Dataset records:
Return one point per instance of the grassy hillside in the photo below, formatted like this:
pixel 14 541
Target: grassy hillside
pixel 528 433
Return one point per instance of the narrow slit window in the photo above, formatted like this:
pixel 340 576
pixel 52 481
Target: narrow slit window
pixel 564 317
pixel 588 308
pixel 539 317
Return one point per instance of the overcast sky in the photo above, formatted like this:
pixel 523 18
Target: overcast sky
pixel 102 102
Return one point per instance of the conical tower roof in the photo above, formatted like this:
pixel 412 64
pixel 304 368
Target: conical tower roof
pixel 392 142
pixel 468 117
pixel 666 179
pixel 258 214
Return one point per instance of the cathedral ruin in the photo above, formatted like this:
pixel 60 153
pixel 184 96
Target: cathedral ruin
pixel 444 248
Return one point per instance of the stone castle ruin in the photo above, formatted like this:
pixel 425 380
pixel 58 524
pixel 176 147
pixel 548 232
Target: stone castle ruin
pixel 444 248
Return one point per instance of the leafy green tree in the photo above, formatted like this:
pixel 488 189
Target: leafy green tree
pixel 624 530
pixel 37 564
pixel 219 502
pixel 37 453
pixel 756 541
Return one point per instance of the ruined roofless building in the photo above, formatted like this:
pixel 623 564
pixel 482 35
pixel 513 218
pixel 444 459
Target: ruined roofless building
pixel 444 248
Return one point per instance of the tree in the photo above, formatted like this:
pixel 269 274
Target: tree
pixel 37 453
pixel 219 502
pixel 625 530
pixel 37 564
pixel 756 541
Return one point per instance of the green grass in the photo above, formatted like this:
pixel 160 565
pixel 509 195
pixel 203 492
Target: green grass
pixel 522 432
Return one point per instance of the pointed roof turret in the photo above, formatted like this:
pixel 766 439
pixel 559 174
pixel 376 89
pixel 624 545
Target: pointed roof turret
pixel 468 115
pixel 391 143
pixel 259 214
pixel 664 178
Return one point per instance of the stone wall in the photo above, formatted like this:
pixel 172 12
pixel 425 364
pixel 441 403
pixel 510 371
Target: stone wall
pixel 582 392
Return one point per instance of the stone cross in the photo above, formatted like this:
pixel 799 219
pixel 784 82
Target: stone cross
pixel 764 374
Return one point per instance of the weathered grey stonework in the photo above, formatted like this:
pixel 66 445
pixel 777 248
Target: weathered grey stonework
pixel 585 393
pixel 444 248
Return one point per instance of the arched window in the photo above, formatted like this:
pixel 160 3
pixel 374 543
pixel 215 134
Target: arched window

Written exercise:
Write out all the records above again, putting "occurrence" wherever "instance" appears and changing nothing else.

Solution to the problem:
Return one point per occurrence of the grassy hillside in the photo below, formatted like this:
pixel 14 541
Target: grassy hillside
pixel 528 433
Return one point per occurrence of the narrow slit window in the photo above, formatted like this:
pixel 340 576
pixel 52 481
Target: narrow slit window
pixel 564 317
pixel 588 308
pixel 539 317
Return one point per occurrence of the overcast sky in the photo above, formatted like this:
pixel 523 18
Target: overcast sky
pixel 102 102
Return one point per occurrence of the conical tower roof in the photo above, formatted like this:
pixel 412 64
pixel 304 368
Target: conical tower roof
pixel 392 142
pixel 468 117
pixel 666 179
pixel 258 214
Return one point per occurrence of the cathedral ruin in the photo above, formatted like this:
pixel 60 153
pixel 184 96
Target: cathedral ruin
pixel 444 248
Return one point per occurrence of the stone castle ruin in the photo above, formatted like this:
pixel 425 380
pixel 58 524
pixel 176 147
pixel 548 232
Target: stone castle ruin
pixel 444 248
Return one point per occurrence of the leafy green tree in the photo above, formatted like this:
pixel 488 189
Target: leafy green tree
pixel 624 530
pixel 37 564
pixel 219 502
pixel 37 453
pixel 756 541
Return one point per occurrence of the ruined roofless building in the photo above, formatted like this:
pixel 623 564
pixel 482 35
pixel 513 218
pixel 444 459
Target: ruined roofless building
pixel 444 248
Return one point per occurrence of the tree in the photo above, formatted like this:
pixel 269 274
Target: tree
pixel 37 453
pixel 219 502
pixel 625 530
pixel 37 564
pixel 756 541
Return one point per occurrence of the green grass in the photo above, formatted like this:
pixel 160 565
pixel 509 195
pixel 203 492
Target: green grass
pixel 522 432
Return one point per occurrence of the pointed roof turret in the photo above, formatted like this:
pixel 766 439
pixel 559 174
pixel 376 89
pixel 624 545
Target: pointed roof turret
pixel 468 115
pixel 391 143
pixel 259 214
pixel 664 178
Return one point per occurrence of the stone wall in the photo above, formatted like this:
pixel 172 12
pixel 425 364
pixel 441 403
pixel 510 371
Target: stone wall
pixel 582 392
Return one point per occurrence of the stone cross in the photo above, formatted like this:
pixel 799 219
pixel 784 82
Target: stone cross
pixel 764 374
Return one point per occurrence of the weathered grey stonework in the photo above, formatted like this:
pixel 66 445
pixel 777 248
Target: weathered grey stonework
pixel 585 393
pixel 444 248
Return one point per occurrence of the arched window in the photo above, formatted like this:
pixel 160 3
pixel 374 543
pixel 215 134
Target: arched window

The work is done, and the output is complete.